EXCERPT TO READ:
-=-=-

Currently, $1.0 billion is available for repurchases under ALGN’s $1.0 billion Stock Repurchase Program, authorized in the first quarter of 2023, to succeed the 2021 $1 billion program.
Align Technology reaffirmed its 2023 outlook, which was originally announced during its fourth-quarter 2022 earnings call.
The company expects to report a 2023 GAAP operating margin of slightly more than 16% and an adjusted operating margin of slightly higher than 20% (unchanged from the previous guidance). ALGN’s GAAP operating margin for 2022 was 17.2%, while the adjusted operating margin was 21.5%.
For 2023, the company expects investments in capital expenditures to exceed $200 million (unchanged). Capital expenditures are primarily related to building construction and improvements and additional manufacturing capacity to support Align Technology’s international expansion as well.
For the second quarter of 2023, ALGN anticipates revenues to be in the range of $980 million-$1000 million. The Zacks Consensus Estimate for the same is pegged at $946.5 million.
Align Technology anticipates its adjusted gross margin to remain flat to slightly rise from the first quarter and the adjusted operating margin to be up by approximately 1 point sequentially.
Align Technology exited the first quarter of 2023 with an earnings and revenue beat. The company’s Clear Aligner non-case revenues increased year over year, driven by continued growth from the Invisalign Doctor subscription program and sales of Vivera Retainers. ALGN’s recent launch of the Invisalign Comprehensive three and three product was also well received in the market and holds potential for faster revenue recognition than traditional Invisalign comprehensive products.

-=-=-

REQUIRED ACTION A: Revise the Align Technology text from the words "For the second" through "at $946.5 million.", replacing "Zacks Consensus Estimate" with "consensus forecast".
REQUIRED ACTION B: Continue the Align Technology text after its last sentence.
The data that comes after this has no connection to the Align Technology text.

-=-=-

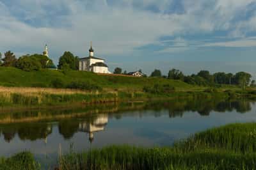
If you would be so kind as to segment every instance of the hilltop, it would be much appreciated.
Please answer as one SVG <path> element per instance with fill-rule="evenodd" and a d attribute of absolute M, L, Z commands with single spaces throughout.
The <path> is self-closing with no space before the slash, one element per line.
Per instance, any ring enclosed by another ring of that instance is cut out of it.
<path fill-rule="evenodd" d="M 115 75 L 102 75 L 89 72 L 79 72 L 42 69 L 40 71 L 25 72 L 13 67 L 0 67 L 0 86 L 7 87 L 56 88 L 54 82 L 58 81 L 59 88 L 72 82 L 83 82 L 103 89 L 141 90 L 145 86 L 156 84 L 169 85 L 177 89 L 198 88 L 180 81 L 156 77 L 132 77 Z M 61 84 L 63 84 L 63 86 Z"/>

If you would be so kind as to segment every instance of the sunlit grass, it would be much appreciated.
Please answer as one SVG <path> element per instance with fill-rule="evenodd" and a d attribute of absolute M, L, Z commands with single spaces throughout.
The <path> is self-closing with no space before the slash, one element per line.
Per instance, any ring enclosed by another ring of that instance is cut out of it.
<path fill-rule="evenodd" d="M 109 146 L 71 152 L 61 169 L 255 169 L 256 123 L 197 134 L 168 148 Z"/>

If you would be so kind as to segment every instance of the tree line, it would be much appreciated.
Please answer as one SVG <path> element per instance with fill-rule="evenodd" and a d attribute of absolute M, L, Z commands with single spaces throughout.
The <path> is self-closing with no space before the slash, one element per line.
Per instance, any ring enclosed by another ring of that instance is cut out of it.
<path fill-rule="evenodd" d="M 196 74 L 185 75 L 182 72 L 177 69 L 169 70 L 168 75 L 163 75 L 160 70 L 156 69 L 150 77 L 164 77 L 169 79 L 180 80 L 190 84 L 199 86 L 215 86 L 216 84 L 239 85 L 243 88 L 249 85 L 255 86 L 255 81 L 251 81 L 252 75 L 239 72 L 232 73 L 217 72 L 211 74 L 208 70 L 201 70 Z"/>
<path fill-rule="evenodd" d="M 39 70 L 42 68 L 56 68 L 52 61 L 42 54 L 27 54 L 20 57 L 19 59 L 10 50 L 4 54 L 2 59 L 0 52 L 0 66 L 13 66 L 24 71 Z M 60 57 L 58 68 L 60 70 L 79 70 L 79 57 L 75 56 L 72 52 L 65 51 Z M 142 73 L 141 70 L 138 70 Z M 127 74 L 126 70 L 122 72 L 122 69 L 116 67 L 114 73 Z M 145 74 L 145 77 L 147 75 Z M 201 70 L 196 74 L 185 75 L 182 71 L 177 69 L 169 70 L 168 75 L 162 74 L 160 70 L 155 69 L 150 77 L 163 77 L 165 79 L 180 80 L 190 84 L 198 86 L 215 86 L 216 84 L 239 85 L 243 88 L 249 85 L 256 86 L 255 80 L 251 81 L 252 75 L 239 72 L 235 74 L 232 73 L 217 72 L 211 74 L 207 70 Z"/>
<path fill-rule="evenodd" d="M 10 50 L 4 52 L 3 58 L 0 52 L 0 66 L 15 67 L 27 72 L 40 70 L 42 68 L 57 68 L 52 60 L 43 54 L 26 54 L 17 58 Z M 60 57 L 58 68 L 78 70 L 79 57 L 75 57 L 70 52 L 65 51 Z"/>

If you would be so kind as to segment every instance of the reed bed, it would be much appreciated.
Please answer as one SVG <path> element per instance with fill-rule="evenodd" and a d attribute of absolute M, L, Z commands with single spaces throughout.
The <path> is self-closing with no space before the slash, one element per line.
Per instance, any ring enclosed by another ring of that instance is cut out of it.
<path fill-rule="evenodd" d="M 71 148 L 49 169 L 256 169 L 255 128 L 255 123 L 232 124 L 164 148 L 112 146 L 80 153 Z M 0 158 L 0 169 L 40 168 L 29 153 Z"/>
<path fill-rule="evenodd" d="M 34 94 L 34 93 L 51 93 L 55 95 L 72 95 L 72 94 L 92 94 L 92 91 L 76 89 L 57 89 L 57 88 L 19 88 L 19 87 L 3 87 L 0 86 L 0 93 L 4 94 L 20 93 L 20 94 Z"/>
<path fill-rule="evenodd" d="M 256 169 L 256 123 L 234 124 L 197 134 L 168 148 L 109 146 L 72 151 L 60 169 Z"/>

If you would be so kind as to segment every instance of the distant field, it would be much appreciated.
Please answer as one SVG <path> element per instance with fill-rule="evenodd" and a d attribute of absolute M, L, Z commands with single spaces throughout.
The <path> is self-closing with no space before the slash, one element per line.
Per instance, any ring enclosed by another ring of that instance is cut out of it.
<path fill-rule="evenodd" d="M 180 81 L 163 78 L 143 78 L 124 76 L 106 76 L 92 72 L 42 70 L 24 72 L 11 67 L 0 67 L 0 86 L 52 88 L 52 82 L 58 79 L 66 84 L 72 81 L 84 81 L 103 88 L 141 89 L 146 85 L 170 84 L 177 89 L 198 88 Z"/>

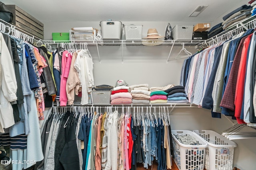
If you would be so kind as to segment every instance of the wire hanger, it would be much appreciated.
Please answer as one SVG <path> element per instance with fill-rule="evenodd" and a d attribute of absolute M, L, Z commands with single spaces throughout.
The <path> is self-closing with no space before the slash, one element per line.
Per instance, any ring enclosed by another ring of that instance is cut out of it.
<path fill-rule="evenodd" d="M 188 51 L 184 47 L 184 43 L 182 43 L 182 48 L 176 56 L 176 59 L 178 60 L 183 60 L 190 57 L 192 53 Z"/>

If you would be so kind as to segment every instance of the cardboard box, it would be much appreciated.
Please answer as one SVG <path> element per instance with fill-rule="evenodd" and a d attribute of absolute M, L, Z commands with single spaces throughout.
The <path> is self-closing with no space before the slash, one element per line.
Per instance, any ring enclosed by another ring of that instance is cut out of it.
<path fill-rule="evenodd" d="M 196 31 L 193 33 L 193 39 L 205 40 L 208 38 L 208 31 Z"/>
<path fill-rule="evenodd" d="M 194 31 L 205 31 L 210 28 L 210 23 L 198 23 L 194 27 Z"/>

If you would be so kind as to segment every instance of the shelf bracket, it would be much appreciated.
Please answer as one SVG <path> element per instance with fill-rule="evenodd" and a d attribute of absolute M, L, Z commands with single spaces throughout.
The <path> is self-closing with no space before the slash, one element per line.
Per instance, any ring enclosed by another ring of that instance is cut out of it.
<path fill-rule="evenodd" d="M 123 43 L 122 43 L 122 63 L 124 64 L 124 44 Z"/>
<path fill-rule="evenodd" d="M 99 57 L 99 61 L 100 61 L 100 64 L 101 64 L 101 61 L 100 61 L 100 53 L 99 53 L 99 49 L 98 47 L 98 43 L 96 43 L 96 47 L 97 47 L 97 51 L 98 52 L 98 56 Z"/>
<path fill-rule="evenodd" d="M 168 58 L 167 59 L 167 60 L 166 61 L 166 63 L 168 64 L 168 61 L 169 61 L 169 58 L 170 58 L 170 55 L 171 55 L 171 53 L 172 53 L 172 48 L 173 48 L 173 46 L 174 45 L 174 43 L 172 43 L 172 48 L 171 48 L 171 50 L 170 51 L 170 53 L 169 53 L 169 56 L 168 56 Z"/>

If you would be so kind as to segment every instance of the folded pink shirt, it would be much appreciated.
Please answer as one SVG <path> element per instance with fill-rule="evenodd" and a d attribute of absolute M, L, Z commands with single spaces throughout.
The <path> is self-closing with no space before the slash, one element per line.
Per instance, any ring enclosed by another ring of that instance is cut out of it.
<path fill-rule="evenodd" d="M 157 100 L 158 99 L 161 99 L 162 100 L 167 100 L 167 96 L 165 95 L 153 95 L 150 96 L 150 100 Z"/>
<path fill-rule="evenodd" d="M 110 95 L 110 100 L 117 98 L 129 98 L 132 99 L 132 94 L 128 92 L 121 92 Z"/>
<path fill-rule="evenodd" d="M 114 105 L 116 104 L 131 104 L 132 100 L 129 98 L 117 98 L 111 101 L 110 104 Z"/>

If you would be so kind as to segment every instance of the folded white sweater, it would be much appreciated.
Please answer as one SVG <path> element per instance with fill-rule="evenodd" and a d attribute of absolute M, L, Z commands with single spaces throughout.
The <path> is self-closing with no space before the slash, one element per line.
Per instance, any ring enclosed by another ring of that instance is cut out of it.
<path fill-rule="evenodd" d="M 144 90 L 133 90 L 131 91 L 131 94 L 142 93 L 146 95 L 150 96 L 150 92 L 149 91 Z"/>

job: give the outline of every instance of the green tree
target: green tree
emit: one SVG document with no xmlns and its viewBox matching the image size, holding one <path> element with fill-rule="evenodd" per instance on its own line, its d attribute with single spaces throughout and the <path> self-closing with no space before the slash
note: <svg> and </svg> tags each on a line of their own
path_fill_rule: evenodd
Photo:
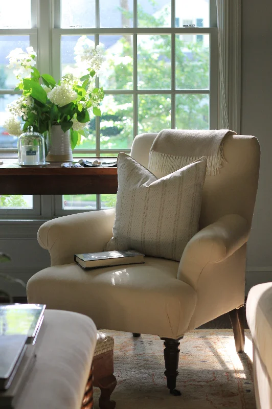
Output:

-=-=-

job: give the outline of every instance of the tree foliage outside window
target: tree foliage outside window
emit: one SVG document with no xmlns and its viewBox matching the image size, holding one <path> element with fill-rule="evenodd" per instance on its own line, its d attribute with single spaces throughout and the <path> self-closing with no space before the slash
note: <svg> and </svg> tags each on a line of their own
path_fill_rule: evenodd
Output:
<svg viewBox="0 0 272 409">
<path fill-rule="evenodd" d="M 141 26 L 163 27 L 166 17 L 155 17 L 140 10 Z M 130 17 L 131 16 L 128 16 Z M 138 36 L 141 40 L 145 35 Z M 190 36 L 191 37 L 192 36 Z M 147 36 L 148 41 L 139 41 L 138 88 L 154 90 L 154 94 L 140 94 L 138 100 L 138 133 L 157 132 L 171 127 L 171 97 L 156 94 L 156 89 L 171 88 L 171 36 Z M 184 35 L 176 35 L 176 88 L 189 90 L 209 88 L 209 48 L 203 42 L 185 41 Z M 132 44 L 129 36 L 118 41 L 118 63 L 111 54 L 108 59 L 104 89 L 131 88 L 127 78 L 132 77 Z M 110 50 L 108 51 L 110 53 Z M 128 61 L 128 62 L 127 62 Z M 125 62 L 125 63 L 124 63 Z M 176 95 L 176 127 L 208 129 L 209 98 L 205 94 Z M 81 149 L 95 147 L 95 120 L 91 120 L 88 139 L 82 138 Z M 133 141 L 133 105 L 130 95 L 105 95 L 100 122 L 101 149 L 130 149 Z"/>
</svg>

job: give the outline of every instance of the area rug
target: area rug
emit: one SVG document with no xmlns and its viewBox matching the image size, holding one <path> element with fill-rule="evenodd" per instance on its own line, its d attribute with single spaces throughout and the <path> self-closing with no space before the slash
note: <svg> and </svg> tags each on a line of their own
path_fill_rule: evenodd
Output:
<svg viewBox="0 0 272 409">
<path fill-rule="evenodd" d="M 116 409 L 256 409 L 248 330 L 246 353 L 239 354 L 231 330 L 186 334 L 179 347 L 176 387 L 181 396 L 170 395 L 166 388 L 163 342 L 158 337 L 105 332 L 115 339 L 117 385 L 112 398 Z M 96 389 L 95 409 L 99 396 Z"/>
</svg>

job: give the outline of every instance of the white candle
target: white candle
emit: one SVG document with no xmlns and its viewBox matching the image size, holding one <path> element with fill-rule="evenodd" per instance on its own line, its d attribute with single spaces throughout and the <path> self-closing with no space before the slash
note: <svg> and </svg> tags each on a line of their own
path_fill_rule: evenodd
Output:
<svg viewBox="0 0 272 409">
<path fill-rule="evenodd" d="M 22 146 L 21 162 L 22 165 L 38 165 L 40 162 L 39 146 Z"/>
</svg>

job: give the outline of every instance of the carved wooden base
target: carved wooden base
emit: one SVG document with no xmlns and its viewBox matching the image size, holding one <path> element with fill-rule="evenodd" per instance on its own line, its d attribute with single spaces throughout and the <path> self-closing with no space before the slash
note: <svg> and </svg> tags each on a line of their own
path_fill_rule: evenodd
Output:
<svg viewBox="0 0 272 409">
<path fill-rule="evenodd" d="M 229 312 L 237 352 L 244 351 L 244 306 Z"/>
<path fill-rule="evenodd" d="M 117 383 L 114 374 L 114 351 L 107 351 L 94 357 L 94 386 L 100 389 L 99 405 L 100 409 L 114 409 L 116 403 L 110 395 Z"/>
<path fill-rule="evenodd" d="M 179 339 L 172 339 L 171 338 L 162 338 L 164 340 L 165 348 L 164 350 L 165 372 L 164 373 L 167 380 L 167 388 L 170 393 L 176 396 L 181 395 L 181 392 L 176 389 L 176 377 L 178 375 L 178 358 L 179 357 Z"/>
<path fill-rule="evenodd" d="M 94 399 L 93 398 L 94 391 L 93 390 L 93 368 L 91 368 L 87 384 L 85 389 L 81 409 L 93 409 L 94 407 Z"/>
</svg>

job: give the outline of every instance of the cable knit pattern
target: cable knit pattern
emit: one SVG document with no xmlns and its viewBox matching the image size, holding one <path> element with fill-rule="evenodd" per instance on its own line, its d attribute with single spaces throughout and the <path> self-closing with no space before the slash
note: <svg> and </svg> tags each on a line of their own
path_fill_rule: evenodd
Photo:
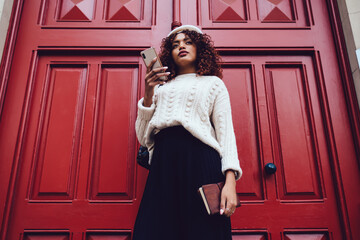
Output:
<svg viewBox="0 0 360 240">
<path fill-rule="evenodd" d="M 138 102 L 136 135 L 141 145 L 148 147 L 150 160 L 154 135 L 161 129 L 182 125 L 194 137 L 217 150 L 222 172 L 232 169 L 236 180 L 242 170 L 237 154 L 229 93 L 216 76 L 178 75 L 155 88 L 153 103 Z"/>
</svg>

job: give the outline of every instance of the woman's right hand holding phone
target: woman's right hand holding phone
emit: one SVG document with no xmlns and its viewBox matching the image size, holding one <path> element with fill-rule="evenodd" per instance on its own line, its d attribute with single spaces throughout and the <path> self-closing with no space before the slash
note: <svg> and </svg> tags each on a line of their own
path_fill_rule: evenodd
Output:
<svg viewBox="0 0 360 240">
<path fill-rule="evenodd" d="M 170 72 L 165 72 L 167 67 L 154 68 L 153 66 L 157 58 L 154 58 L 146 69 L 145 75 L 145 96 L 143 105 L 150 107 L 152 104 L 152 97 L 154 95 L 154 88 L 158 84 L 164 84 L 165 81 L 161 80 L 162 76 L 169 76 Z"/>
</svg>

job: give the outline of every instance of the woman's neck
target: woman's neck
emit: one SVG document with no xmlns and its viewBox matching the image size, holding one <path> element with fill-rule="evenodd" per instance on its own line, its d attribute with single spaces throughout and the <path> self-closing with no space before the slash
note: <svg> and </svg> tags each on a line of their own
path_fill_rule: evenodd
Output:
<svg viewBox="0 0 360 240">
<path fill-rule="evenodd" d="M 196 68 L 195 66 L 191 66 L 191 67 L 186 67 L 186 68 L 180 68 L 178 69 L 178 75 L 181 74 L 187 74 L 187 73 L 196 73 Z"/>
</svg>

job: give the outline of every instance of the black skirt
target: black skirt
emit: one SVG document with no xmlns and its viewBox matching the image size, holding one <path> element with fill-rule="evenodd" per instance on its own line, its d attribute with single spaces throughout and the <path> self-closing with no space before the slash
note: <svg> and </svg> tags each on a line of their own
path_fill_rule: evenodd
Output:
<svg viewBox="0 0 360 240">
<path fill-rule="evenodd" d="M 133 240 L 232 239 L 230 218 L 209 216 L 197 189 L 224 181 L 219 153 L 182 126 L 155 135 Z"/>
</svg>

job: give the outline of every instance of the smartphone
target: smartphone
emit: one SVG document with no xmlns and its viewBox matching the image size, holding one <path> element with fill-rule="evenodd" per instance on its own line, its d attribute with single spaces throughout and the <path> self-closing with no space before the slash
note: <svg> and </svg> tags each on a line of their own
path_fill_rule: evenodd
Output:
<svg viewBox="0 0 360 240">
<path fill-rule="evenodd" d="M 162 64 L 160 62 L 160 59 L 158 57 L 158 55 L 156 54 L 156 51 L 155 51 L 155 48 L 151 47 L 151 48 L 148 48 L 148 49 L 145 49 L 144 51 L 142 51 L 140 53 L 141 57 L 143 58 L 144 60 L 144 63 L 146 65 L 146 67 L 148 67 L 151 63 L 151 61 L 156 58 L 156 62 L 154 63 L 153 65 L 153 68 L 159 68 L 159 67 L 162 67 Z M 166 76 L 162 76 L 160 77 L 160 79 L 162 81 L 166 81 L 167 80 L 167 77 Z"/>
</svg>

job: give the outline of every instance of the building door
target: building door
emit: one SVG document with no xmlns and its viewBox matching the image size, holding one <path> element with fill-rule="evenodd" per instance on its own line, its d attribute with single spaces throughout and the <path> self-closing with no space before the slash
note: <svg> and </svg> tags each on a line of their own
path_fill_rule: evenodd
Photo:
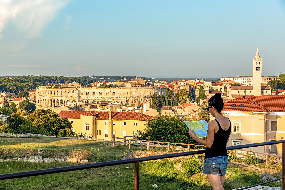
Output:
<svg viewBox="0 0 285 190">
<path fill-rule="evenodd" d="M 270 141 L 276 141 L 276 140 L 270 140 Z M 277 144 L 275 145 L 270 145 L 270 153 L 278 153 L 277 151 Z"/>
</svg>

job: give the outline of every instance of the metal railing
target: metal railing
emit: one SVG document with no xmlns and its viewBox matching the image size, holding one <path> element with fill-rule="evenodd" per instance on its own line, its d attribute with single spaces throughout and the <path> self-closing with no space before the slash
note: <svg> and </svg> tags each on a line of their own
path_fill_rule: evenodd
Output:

-=-=-

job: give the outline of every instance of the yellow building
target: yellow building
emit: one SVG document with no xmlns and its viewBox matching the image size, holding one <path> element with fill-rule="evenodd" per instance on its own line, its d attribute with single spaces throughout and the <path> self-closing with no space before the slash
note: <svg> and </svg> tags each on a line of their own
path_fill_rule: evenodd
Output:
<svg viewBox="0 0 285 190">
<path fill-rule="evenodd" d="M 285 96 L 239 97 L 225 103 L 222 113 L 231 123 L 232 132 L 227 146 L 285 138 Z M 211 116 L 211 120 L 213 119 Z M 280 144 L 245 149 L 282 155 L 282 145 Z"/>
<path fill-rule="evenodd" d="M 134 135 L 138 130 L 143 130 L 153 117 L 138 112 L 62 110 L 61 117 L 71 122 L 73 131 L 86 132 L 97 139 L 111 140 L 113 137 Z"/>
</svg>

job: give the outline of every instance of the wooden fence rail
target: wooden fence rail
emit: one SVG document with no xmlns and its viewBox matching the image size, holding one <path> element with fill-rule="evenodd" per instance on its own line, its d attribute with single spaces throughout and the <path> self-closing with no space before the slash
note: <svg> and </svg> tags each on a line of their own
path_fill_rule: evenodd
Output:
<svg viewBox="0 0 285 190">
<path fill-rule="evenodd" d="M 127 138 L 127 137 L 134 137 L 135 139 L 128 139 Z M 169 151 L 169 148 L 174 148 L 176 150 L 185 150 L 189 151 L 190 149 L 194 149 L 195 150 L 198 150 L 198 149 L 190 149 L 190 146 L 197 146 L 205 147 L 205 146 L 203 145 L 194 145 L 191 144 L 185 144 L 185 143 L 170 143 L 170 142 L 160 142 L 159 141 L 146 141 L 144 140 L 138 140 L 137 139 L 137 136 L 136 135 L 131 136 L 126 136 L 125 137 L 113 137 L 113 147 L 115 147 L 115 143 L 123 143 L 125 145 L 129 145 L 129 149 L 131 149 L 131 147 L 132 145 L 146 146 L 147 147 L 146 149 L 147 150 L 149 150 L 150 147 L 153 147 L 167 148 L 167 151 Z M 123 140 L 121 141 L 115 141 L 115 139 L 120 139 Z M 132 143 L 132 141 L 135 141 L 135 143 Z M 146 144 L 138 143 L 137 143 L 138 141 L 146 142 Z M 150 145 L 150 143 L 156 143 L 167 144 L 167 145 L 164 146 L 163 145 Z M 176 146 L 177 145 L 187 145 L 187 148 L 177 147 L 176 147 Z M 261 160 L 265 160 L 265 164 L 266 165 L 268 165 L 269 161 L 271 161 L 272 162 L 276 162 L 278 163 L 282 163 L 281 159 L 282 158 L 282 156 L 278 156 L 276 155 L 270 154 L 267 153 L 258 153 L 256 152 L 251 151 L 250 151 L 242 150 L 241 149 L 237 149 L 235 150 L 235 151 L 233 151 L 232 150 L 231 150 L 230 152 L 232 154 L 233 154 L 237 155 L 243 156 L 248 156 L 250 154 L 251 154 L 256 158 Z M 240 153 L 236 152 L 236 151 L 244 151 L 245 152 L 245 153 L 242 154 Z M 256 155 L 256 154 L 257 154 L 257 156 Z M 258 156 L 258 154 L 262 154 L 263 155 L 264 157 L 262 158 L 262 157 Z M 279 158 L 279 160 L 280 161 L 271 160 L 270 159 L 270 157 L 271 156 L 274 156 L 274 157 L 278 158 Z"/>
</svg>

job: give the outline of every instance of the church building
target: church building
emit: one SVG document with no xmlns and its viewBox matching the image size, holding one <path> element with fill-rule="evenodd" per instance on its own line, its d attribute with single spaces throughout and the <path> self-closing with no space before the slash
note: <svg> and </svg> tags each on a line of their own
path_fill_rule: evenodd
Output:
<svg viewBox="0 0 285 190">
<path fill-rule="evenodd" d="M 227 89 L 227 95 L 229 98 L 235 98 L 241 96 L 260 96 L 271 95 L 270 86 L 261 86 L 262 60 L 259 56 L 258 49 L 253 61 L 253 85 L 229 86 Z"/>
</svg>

-=-=-

RESPONSE BOX A:
For the second quarter of 2023, ALGN anticipates revenues to be in the range of $980 million-$1000 million. The consensus forecast for the same is pegged at $946.5 million.

RESPONSE BOX B:
On the flip side, the year-over-year performance was sluggish. The quarter also witnessed a significant foreign exchange impact.
The contraction of both margins is worrisome. Align Technology’s operating expenses reported during the quarter increased due to higher incentive compensations and continued investments in sales and R&D activities. This was partially offset by controlled spending on advertising and marketing as part of ALGN’s efforts to manage costs efficiently.
Recently, Align Technology announced a $75 million equity investment in Heartland Dental, a multidisciplinary DSO with GDP and ortho practices across the United States. The collaboration underpins the company’s efforts to accelerate the adoption of digital orthodontics and restorative dentistry.
Zacks Rank and Key Picks
Align Technology currently carries a Zacks Rank #3 (Hold).
Some better-ranked stocks in the broader medical space that have announced quarterly results are Insulet PODD, Avanos Medical AVNS and Henry Schein HSIC.
Insulet, sporting a Zacks Rank #1 (Strong Buy), reported a fourth-quarter 2022 adjusted EPS of 55 cents, beating the Zacks Consensus Estimate by 129.2%. Revenues of $370 million outpaced the consensus estimate by 11.9%. You can see the complete list of today’s Zacks #1 Rank stocks here.
Insulet has an estimated earnings growth rate of 57.8% for the next year. PODD’s earnings surpassed estimates in three of the trailing four quarters and missed the same in one, the average being 59.8%.
Avanos Medical, carrying a Zacks Rank #2 (Buy), reported a fourth-quarter 2022 adjusted EPS of 60 cents, which beat the Zacks Consensus Estimate by 25%. Revenues of $218 million outpaced the consensus estimate by 1.1%.
Avanos Medical has an earnings yield of 5.55% compared to the industry’s -6.88%. AVNS’ earnings surpassed estimates in all the trailing four quarters, the average being 11.01%.
Henry Schein reported fourth-quarter 2022 adjusted earnings of $1.21 per share, which matched the Zacks Consensus Estimate. Revenues of $3.37 billion surpassed the Zacks Consensus Estimate by 0.4%. It currently has a Zacks Rank #2.
Henry Schein has an earnings yield of 6.28% compared with the industry’s 4.55%. HSIC’s earnings surpassed estimates in three of the trailing four quarters and matched the same in one, the average surprise being 2.97%.